Write the next part of the blog post about breakfast in Melbourne, picking up right after its last sentence.

§ EXTRACT:
■ ■ ■

Wednesday 10 June 2015

Day 4: More breakfast.

Visiting Melbourne is equal parts friends, coffee, the Sticky Institute, trams and breakfast. When I manage to make two or more of these things overlap I feel like a successful human. I needed to feel a bit successful after the hungoverdom of Day 3. I did it by way of Dave, Kevin and Beth and Auction Rooms in North Melbourne. Every person I mention having breakfast in North Melbourne to always responds with “oh, Auction Rooms?”, like it’s a given. It’s how I know I’m on the right track. 

My favourite awkward aspect of my life that is a constant is ordering things in cafes and restaurants. I am hopeless at this. There are some key ways to be bad at being a customer, and here are my personal favourites:


  1. Have everyone turn up at different times, and get seated then ignored for reasons based on not explaining yourself clearly when you were seated. Curses to the attendee who turns up 10 minutes earlier than everyone else and needs the caffeine to be able to explain things about how she needs caffeine and what kind specifically she needs - see points 2 - 5. Classic catch-22, my friends.

■ ■ ■

§ DATA RECORDS:
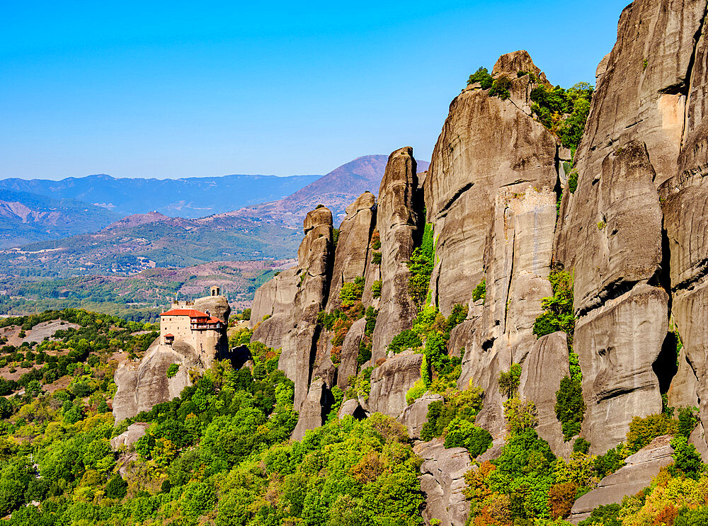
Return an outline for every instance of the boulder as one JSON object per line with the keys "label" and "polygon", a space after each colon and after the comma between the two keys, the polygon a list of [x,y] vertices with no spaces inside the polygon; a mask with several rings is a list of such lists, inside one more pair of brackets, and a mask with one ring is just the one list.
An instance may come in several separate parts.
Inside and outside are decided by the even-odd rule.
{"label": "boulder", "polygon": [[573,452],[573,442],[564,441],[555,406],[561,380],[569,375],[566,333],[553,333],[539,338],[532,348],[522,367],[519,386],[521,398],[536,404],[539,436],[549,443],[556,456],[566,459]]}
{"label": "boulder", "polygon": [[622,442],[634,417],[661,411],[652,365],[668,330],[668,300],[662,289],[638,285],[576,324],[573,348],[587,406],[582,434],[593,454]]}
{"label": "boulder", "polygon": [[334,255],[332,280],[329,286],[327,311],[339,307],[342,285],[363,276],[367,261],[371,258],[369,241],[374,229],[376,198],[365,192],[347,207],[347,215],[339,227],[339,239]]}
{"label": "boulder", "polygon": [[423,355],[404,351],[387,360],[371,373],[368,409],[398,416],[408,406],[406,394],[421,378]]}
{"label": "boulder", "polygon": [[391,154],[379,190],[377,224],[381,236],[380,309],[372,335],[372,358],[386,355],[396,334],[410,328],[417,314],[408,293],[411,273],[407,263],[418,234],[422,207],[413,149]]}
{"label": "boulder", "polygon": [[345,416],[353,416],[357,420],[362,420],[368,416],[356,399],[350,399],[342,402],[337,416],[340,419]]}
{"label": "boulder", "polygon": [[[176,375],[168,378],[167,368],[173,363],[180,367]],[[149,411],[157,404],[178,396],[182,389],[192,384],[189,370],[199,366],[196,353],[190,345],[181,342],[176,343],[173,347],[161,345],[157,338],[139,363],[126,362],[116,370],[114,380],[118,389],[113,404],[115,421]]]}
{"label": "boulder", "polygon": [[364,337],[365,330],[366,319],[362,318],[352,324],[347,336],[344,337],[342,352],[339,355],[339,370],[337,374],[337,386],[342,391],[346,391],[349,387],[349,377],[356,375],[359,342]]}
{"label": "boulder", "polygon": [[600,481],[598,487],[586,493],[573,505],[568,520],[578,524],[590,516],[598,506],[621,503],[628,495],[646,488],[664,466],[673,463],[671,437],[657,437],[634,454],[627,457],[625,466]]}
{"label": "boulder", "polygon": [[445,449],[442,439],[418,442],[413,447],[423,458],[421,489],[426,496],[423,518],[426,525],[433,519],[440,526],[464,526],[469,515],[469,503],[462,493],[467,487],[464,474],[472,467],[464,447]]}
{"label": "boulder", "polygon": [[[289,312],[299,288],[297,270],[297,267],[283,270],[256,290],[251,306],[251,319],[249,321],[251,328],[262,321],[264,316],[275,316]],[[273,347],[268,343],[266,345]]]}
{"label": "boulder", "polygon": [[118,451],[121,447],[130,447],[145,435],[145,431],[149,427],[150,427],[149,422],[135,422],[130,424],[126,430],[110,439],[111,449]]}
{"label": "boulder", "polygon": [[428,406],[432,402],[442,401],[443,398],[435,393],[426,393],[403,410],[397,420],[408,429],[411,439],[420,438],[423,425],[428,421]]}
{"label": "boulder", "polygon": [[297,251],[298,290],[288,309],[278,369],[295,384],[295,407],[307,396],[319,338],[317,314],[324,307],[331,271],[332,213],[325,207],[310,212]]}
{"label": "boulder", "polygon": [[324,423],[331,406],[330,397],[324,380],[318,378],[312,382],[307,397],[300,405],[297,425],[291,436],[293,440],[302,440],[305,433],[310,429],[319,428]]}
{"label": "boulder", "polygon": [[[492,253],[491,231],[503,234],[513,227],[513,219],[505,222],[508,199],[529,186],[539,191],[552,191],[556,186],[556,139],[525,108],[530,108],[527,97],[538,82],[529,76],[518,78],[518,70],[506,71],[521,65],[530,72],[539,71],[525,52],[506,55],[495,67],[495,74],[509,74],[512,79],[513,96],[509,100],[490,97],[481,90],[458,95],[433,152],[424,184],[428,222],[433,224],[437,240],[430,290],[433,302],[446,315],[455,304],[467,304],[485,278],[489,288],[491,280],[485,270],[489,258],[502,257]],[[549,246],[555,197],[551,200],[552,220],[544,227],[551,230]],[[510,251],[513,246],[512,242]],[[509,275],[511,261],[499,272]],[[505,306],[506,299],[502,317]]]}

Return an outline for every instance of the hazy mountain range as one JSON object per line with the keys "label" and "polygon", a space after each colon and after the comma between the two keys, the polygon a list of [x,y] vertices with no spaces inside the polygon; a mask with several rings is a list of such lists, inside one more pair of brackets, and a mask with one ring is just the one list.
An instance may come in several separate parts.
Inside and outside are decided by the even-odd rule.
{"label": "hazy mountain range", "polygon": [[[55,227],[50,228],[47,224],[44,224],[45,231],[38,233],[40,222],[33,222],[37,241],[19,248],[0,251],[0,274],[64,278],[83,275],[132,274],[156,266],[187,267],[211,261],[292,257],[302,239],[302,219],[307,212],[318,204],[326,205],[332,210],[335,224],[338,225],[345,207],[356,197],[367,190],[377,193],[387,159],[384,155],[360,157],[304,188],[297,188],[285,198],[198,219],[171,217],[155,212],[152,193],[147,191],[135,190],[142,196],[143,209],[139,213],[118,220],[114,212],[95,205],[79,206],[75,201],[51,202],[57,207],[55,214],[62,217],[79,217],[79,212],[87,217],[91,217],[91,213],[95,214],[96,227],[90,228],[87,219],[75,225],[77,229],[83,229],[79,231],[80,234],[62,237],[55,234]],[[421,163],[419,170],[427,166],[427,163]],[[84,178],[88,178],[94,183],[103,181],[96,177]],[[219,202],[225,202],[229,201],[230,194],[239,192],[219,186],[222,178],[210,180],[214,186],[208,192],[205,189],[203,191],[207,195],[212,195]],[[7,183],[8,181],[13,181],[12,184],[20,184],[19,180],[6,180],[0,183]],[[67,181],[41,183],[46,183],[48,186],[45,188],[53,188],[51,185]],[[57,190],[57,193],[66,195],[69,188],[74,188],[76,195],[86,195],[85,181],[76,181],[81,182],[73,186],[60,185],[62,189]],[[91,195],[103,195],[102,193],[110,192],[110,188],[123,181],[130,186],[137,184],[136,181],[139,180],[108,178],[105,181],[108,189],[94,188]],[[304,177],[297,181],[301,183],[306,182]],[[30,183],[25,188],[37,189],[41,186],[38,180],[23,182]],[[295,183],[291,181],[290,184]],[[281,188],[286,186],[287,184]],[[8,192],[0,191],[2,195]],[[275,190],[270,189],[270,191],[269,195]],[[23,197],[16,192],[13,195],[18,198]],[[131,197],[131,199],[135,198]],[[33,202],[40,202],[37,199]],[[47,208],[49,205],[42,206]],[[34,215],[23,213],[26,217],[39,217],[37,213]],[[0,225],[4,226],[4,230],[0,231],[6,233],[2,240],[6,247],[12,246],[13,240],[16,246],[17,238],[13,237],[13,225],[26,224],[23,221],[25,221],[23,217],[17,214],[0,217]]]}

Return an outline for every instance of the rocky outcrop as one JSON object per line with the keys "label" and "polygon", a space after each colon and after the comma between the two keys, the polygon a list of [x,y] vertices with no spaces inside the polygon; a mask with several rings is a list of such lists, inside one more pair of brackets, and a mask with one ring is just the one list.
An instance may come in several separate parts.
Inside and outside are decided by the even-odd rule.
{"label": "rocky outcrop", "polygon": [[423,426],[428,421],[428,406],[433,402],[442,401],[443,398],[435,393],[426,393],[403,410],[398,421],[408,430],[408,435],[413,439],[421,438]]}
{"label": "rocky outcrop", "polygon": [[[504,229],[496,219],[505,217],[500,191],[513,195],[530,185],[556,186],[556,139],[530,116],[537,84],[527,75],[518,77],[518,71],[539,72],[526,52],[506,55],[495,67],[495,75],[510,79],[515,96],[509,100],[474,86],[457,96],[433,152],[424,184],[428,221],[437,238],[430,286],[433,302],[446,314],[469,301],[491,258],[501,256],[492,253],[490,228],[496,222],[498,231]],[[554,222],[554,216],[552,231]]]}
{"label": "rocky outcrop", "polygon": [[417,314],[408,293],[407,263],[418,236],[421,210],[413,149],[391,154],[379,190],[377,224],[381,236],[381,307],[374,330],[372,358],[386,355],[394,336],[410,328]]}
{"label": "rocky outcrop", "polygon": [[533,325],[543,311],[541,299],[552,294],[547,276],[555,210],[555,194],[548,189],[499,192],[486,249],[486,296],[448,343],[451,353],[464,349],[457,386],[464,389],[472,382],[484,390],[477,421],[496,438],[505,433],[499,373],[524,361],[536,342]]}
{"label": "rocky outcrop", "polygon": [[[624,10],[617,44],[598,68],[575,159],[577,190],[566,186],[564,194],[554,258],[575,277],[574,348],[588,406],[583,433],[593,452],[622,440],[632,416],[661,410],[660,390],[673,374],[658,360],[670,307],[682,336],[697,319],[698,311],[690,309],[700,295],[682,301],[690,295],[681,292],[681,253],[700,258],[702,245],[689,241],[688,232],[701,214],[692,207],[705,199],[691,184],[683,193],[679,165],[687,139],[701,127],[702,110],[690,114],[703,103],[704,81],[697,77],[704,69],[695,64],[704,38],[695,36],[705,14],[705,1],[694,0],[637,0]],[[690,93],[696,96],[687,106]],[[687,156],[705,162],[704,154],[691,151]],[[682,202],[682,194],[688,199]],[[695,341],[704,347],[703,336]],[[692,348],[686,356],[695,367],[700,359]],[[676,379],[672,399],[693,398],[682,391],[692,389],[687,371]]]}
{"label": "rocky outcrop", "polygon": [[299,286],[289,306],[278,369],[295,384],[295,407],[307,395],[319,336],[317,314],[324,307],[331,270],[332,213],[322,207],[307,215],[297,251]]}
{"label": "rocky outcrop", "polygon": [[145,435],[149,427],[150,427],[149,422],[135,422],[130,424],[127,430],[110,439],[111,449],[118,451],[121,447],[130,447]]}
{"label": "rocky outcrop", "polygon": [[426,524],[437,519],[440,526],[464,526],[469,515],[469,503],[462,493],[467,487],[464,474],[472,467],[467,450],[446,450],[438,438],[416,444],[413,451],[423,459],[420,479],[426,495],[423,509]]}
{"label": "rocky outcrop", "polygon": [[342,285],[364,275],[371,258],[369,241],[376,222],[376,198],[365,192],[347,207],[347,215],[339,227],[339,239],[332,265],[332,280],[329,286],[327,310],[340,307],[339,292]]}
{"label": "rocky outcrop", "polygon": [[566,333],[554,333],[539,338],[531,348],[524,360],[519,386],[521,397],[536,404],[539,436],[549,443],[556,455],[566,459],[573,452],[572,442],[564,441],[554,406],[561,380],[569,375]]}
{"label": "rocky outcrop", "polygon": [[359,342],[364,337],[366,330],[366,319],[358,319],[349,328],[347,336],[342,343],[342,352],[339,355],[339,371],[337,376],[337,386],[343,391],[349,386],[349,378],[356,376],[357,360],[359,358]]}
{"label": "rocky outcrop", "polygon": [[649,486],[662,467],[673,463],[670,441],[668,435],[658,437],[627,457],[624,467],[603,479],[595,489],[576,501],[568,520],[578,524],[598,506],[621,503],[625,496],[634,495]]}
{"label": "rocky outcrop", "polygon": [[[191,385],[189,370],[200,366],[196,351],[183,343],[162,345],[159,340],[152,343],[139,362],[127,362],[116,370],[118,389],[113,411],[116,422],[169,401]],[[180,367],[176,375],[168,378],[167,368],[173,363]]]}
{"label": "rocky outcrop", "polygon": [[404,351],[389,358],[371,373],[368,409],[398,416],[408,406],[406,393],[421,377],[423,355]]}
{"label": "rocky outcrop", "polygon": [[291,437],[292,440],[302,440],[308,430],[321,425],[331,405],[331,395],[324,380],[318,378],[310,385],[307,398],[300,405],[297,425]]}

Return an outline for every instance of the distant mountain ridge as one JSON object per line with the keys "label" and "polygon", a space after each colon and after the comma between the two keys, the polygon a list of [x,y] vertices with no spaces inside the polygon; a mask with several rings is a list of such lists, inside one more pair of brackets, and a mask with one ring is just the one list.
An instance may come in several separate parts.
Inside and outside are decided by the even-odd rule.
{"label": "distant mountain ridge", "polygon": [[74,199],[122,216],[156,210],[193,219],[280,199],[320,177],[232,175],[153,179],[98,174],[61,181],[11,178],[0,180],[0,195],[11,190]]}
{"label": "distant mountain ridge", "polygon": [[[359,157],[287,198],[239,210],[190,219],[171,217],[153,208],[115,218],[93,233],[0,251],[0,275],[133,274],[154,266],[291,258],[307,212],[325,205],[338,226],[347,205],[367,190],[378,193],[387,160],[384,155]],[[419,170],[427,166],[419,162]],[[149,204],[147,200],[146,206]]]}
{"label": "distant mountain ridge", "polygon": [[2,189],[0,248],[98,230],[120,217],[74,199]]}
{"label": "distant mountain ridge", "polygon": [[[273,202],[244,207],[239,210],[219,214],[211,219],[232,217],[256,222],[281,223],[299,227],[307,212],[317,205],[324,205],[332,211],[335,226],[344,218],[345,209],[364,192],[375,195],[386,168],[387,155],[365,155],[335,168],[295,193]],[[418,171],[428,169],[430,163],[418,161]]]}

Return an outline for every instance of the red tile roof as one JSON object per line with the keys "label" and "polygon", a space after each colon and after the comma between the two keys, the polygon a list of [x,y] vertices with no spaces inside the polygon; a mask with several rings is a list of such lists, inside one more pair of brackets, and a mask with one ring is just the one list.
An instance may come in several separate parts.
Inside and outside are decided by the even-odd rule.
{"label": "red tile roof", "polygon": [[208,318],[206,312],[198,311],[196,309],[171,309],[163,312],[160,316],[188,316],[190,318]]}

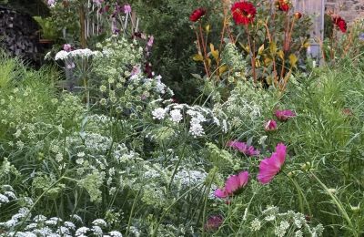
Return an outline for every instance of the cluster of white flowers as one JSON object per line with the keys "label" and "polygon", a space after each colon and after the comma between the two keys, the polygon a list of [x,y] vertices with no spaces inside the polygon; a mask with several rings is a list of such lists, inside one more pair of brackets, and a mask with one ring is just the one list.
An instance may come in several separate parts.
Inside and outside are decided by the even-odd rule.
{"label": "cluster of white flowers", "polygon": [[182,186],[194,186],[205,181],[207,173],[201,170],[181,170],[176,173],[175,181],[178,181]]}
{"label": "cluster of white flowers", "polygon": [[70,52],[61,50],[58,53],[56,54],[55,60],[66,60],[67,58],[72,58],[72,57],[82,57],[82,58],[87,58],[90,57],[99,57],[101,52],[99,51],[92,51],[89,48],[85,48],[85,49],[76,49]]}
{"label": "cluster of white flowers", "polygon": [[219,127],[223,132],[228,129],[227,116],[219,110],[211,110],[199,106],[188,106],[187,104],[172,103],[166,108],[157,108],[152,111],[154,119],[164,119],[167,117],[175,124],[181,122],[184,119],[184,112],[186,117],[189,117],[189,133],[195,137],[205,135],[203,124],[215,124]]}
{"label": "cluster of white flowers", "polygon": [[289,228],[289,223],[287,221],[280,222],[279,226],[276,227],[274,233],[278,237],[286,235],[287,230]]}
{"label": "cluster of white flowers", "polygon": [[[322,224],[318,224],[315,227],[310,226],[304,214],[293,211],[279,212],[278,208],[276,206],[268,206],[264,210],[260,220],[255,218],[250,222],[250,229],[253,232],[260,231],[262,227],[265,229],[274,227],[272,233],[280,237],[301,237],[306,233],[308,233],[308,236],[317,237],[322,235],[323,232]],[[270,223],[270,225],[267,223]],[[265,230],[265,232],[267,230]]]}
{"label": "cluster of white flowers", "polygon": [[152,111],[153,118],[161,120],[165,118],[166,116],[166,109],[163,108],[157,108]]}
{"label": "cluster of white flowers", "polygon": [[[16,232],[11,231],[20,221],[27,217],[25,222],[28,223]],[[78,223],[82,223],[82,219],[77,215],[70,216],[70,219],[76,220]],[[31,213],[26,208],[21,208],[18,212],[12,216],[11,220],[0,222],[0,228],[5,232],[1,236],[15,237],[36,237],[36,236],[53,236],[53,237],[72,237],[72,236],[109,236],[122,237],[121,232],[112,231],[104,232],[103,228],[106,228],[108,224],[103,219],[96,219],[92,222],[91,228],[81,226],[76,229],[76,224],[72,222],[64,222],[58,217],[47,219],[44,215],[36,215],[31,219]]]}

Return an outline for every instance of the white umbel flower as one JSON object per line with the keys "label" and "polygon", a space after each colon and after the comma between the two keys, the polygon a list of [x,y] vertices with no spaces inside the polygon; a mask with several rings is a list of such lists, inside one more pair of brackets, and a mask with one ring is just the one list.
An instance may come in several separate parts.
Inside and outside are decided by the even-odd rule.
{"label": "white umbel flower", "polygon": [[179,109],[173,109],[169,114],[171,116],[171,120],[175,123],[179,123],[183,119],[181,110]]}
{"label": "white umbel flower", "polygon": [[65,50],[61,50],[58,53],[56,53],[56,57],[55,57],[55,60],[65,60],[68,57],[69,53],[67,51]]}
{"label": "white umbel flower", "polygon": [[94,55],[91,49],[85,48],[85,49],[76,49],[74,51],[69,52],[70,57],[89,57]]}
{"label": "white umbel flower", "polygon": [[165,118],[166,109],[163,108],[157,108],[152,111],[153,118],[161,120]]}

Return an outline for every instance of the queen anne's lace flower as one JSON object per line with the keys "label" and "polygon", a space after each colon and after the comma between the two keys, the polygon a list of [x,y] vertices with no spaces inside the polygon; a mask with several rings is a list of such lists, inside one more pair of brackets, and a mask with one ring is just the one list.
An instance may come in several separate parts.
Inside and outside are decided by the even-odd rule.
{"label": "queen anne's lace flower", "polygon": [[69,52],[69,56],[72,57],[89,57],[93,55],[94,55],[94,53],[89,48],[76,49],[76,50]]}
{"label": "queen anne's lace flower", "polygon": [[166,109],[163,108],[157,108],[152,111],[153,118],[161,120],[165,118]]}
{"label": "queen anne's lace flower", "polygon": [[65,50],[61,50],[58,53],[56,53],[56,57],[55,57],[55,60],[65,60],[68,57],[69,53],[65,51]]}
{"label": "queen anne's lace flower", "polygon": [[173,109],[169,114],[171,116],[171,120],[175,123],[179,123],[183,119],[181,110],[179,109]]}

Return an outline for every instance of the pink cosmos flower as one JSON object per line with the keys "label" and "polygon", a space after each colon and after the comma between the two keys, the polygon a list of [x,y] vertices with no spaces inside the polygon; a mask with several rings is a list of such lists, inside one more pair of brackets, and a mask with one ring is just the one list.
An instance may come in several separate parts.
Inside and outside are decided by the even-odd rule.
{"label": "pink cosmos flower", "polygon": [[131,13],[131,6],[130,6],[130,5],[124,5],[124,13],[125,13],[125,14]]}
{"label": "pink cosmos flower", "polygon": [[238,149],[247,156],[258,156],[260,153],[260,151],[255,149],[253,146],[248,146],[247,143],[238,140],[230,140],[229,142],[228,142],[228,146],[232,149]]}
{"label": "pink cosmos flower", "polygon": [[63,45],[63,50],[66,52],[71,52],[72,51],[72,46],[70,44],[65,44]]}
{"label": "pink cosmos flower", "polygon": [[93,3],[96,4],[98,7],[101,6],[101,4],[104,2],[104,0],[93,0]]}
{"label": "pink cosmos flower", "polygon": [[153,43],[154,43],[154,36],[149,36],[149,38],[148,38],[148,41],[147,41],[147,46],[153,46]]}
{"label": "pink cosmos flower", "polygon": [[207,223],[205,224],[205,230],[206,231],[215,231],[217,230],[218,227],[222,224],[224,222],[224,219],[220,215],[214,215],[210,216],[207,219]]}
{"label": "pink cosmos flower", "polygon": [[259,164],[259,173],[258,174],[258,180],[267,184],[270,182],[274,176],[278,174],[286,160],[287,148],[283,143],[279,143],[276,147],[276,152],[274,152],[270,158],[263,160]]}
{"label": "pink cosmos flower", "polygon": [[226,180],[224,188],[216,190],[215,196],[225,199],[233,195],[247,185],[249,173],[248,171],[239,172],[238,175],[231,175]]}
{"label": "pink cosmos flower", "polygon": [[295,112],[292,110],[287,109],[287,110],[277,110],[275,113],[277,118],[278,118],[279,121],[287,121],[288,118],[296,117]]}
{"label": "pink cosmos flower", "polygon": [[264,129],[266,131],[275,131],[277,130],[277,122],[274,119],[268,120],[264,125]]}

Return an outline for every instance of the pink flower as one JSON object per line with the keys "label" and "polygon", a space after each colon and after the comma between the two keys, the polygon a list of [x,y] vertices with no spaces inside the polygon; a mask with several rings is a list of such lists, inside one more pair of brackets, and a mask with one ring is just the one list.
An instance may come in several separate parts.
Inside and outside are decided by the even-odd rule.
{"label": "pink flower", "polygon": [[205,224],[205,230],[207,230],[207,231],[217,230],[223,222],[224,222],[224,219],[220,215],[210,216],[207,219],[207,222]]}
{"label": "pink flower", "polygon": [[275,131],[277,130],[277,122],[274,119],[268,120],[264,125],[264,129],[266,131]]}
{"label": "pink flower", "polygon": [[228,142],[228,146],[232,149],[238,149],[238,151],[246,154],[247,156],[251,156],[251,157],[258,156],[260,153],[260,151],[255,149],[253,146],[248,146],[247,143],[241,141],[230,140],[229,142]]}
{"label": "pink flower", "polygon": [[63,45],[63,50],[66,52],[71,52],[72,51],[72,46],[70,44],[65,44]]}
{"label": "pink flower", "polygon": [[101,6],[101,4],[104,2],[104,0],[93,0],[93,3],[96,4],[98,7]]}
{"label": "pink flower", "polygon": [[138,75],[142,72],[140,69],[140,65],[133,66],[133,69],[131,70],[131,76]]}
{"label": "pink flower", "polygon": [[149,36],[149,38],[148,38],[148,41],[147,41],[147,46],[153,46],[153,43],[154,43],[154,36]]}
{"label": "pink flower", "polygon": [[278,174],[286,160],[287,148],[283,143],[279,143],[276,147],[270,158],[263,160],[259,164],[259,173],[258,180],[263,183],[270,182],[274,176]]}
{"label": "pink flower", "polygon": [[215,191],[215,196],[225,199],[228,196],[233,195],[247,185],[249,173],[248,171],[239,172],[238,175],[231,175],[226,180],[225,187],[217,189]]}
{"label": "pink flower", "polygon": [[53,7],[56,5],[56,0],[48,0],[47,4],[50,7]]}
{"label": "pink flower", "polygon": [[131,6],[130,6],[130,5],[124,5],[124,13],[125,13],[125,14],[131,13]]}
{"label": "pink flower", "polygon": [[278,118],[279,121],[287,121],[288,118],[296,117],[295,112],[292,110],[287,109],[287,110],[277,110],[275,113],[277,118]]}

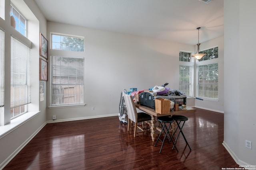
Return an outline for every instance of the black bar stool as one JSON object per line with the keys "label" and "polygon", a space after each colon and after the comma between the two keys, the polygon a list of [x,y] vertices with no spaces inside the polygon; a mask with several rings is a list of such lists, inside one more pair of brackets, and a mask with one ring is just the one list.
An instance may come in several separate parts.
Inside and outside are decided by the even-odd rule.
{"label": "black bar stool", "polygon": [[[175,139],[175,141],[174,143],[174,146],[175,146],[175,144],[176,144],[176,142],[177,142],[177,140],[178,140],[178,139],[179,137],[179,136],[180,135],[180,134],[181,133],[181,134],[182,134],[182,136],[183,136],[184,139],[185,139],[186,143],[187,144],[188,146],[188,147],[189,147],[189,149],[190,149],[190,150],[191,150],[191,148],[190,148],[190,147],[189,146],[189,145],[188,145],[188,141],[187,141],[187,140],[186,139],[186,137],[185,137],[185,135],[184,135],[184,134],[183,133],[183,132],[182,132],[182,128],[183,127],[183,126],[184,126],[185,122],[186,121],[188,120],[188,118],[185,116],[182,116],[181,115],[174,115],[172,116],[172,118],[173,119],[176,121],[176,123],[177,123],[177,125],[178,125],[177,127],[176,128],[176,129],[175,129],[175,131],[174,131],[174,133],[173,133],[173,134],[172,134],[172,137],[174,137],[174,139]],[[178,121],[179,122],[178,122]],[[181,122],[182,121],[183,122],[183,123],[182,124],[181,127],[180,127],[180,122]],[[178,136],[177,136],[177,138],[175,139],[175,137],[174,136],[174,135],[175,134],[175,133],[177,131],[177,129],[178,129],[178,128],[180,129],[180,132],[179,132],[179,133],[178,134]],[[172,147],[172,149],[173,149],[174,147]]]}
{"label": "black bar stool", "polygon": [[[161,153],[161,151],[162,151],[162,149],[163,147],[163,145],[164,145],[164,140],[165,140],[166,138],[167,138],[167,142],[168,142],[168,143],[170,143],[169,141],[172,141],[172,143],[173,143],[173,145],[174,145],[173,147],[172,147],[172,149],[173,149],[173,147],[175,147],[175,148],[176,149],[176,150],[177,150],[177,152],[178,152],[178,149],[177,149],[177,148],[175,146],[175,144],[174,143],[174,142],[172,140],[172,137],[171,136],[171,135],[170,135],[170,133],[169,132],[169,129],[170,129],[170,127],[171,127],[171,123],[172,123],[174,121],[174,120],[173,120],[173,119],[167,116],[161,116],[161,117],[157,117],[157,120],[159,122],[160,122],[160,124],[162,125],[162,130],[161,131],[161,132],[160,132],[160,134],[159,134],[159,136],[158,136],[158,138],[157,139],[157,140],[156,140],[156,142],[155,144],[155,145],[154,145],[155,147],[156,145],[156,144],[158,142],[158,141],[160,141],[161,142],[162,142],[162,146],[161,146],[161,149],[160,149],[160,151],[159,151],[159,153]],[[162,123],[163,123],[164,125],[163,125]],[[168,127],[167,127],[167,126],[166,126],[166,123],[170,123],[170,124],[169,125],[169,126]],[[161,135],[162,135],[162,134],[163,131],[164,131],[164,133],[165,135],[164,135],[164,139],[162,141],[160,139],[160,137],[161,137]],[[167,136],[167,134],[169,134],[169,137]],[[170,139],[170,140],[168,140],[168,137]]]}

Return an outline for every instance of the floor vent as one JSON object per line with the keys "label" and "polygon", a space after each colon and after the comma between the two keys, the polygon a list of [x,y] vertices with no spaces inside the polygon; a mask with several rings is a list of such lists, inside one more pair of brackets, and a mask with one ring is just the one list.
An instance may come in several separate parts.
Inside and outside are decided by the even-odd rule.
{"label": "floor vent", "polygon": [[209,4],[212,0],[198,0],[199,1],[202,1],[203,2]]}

■ ■ ■

§ RESPONSE FOR THIS EXERCISE:
  2. Mumble your order. Ensure this means that the person serving you has to ask you to repeat your order at least twice more. Make sure each repetition is a bit louder but still retains the quality of the original mumble. It’s important that both parties smile politely and helpfully at each other while you obliterate this exchange of information.
  3. Change your mind about what you want to order as the person taking your order gets to the table. Even better, change your mind as you open your mouth to order. Make sure your order comes out as a question due to your internalised shock at how you’ve slipped in an order game-changer at the last minute. “I’ll have a flat white on soy and the mushrooms?” you ask, effectively requiring that this person, who is not actually responsible for these sorts of decisions in your life, feels compelled to affirm your choice.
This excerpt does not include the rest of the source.